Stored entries
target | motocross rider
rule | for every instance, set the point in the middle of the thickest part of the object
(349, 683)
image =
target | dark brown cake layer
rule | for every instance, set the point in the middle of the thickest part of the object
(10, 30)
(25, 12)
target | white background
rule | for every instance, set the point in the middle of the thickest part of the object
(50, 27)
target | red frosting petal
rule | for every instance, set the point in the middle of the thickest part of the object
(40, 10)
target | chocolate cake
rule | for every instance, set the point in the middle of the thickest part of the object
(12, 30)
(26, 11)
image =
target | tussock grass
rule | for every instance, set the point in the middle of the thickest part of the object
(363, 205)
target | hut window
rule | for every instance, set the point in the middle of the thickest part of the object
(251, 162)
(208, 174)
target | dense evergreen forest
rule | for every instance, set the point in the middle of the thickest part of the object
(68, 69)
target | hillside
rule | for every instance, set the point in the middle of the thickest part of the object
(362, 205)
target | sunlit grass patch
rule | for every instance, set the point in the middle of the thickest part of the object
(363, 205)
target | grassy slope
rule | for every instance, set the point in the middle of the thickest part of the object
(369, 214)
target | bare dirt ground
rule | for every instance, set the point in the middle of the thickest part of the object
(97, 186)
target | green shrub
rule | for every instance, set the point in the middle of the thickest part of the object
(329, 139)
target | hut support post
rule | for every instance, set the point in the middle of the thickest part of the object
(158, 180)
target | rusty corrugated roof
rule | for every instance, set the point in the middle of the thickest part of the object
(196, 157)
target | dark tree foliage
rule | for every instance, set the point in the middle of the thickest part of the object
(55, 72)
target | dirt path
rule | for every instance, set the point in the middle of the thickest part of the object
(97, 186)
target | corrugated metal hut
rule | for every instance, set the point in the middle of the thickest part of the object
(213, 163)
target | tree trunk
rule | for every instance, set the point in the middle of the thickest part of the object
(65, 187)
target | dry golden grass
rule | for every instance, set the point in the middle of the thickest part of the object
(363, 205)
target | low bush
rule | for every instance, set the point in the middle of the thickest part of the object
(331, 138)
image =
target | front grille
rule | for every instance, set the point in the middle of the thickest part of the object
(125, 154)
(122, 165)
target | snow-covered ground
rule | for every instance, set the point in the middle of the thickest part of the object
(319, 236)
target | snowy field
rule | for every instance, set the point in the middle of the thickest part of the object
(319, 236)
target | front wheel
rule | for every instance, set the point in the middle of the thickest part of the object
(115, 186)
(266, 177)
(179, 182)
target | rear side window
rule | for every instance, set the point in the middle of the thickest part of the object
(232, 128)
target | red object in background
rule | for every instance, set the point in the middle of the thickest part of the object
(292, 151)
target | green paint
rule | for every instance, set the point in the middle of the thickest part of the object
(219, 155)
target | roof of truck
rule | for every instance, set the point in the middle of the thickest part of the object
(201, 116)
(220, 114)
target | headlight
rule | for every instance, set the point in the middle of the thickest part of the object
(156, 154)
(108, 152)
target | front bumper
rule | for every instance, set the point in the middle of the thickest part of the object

**Prompt:** Which lines of the data include the word "corrugated"? Copy each one.

**Response:**
target | rusty corrugated roof
target | corrugated metal hut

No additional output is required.